Data excerpts:
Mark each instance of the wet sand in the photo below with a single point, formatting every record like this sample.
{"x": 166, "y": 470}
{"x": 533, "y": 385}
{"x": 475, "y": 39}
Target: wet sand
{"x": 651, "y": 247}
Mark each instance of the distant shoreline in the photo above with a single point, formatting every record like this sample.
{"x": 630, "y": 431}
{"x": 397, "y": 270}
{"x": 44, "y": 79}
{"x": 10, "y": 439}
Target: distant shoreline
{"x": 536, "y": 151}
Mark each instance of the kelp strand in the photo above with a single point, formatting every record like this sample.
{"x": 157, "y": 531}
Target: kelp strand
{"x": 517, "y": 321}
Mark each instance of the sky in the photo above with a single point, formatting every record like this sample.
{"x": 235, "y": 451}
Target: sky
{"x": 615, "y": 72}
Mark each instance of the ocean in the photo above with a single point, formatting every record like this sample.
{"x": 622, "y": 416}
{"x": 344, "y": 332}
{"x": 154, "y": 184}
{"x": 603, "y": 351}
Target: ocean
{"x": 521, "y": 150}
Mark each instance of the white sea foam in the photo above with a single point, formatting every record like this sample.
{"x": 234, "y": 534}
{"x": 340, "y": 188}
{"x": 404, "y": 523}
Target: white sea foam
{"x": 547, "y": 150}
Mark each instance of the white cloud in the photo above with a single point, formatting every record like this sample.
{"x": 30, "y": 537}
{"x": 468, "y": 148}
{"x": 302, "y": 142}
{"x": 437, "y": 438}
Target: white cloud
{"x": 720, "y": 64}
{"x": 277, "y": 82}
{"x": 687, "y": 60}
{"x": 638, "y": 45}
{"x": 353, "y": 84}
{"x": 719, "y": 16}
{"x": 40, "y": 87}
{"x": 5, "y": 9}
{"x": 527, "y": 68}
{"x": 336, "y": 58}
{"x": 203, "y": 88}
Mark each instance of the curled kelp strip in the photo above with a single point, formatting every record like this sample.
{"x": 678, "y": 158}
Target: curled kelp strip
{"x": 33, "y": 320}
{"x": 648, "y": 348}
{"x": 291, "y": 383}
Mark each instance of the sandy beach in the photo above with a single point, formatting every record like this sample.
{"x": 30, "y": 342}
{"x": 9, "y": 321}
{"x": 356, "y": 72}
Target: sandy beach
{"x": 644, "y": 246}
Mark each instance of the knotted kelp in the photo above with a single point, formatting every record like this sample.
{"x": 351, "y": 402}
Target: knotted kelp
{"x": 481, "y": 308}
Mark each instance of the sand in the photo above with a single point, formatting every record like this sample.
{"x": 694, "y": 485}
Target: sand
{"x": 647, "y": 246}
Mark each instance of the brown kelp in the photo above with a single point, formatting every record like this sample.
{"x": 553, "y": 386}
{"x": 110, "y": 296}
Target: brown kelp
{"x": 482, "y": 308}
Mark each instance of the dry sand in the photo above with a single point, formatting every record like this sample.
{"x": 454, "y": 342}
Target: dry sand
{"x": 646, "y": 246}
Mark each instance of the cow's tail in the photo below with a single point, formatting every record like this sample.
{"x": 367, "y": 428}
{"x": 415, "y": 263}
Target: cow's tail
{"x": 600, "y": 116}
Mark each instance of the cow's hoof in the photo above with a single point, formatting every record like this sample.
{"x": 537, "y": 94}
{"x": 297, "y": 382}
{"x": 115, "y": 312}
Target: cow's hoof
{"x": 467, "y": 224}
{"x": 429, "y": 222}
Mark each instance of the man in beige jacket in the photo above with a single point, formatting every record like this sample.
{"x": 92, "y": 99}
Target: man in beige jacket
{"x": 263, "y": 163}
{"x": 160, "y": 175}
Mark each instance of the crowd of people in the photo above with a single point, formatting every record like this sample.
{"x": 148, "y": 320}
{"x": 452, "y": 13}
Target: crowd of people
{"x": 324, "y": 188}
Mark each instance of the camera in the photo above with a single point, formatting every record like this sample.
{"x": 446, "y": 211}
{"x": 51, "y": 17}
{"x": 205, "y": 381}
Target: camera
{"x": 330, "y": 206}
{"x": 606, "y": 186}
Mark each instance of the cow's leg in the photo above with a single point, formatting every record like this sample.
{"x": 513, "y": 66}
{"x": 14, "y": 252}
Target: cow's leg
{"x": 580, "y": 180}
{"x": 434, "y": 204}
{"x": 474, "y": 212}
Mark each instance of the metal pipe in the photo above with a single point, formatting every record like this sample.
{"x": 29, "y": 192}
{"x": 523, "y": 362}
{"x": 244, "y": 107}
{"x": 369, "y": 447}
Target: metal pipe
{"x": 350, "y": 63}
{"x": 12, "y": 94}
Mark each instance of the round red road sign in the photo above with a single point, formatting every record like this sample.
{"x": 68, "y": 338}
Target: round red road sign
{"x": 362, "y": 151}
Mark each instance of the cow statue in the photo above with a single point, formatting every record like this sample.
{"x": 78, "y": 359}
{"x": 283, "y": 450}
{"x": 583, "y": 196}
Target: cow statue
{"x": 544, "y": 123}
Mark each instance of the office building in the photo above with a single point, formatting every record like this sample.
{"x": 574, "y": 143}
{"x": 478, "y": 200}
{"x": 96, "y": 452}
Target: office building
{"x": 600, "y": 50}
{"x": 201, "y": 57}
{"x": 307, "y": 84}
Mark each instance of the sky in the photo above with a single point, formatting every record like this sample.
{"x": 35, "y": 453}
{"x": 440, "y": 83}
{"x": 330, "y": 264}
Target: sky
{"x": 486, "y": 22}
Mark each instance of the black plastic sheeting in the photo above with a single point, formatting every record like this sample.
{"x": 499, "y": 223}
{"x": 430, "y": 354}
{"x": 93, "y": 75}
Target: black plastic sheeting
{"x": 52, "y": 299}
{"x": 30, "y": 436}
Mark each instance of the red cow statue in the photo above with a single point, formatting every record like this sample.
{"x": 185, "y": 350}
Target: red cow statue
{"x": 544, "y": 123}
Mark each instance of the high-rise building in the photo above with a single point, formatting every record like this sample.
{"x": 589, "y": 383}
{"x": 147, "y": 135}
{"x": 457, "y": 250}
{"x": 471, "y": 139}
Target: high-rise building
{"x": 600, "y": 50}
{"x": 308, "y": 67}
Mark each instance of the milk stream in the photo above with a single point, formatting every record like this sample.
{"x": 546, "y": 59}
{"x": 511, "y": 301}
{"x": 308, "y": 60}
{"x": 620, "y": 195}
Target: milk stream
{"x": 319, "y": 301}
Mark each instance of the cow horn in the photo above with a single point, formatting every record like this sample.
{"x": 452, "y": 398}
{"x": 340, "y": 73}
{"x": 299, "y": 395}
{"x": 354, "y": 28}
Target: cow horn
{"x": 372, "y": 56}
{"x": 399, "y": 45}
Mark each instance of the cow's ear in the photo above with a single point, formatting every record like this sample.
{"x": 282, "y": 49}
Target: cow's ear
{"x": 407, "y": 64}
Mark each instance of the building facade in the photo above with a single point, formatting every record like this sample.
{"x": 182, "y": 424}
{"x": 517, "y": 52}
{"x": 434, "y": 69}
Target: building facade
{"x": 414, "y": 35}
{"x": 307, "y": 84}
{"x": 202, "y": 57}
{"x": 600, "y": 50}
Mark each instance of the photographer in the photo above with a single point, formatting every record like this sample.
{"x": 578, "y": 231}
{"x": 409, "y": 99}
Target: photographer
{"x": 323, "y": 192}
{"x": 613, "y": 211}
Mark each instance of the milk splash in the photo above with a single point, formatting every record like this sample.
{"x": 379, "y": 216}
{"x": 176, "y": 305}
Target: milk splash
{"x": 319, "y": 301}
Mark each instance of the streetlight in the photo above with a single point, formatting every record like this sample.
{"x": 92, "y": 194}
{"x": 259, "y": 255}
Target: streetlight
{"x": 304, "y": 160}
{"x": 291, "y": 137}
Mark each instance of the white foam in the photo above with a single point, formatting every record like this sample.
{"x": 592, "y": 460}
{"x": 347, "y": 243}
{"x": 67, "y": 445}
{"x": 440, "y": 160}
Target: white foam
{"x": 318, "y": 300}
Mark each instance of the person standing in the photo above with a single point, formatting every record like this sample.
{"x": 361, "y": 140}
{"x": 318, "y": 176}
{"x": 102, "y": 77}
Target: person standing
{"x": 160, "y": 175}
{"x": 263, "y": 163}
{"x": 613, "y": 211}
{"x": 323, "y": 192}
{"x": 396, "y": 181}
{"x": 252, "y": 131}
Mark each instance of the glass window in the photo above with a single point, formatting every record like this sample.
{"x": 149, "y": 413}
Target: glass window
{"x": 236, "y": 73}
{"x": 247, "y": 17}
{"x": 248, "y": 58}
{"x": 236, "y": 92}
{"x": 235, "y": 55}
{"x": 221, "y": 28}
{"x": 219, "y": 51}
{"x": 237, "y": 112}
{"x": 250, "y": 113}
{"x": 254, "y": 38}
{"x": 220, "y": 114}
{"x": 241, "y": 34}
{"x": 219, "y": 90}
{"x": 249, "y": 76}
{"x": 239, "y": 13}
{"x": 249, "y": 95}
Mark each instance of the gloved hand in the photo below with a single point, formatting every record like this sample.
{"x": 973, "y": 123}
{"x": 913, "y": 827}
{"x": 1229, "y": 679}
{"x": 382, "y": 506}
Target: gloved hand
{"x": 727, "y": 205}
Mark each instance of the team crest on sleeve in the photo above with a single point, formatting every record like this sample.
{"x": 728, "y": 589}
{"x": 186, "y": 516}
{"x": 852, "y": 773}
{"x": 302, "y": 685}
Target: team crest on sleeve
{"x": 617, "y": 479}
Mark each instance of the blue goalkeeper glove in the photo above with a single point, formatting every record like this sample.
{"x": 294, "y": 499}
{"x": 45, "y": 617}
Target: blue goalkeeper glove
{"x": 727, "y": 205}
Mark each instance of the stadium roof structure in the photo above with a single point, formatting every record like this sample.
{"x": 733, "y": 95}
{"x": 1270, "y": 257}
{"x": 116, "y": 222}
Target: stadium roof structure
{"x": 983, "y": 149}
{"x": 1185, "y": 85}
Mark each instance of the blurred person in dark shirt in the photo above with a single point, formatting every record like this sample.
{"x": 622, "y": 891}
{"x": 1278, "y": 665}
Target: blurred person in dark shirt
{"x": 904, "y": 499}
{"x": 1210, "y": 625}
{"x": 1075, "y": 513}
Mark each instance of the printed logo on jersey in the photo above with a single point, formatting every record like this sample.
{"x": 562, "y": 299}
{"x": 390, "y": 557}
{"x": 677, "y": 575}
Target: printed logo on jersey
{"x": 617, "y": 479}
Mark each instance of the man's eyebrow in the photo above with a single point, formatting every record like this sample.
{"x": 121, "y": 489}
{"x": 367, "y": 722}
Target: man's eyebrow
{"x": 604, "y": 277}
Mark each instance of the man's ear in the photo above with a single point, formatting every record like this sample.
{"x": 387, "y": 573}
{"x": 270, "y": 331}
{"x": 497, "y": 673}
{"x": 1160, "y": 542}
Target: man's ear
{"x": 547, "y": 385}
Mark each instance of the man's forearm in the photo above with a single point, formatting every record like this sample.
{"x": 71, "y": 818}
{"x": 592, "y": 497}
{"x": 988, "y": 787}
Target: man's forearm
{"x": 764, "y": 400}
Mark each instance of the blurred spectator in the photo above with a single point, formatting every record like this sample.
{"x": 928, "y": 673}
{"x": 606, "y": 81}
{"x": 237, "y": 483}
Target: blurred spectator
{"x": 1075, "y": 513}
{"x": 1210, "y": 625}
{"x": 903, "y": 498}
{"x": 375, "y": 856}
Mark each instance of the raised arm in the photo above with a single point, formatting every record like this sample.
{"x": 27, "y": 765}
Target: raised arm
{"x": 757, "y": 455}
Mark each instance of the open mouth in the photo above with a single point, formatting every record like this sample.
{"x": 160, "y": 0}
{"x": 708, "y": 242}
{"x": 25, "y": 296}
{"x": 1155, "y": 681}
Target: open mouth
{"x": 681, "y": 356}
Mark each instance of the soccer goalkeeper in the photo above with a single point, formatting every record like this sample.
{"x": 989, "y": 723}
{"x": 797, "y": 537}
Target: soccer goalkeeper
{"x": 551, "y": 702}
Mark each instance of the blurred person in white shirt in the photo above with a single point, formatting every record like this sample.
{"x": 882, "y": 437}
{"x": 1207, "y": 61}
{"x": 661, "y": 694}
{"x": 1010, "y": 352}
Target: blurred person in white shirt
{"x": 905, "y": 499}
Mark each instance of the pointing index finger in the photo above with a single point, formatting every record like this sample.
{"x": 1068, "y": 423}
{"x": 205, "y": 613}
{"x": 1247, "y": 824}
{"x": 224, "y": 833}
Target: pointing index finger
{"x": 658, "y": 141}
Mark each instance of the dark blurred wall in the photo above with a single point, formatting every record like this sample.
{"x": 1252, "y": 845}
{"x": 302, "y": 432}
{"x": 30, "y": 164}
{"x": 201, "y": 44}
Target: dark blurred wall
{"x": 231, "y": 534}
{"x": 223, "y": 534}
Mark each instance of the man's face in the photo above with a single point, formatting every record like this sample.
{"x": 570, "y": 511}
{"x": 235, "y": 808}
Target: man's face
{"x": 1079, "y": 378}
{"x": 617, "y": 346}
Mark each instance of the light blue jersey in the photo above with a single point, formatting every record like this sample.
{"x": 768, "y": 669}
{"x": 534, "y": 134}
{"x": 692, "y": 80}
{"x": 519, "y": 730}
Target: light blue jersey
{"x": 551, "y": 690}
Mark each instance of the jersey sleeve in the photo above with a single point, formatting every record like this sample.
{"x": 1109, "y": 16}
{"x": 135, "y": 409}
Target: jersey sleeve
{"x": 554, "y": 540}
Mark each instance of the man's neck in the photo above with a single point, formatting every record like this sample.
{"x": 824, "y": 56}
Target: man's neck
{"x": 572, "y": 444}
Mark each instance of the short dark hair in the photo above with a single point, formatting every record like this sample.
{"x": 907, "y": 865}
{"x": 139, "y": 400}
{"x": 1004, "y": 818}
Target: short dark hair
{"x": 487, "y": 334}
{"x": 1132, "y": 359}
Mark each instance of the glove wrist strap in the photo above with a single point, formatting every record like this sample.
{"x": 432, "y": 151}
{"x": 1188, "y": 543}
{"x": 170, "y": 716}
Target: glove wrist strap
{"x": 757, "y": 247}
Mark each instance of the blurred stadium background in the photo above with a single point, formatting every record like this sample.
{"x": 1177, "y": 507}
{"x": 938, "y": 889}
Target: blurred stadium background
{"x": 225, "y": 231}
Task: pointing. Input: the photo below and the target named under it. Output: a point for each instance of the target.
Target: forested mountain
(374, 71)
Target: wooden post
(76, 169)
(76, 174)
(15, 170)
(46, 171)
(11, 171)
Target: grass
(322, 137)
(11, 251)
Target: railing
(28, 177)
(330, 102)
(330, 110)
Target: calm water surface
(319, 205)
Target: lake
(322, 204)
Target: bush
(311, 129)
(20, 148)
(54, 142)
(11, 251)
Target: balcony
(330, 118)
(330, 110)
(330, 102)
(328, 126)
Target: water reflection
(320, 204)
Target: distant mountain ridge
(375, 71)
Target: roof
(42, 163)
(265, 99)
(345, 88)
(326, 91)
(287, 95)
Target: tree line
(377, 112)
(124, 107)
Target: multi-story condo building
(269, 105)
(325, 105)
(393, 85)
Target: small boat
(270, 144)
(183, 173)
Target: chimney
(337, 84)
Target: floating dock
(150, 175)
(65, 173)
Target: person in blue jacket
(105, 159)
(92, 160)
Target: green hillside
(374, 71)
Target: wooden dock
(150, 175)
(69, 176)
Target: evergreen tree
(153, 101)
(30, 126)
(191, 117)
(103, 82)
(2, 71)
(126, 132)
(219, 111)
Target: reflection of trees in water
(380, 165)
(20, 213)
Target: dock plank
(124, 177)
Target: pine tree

WHAT NEEDS TO BE DONE — Within the entries, determine the count of lines containing the string "below" and output it alone.

RESPONSE TO THIS TASK — 4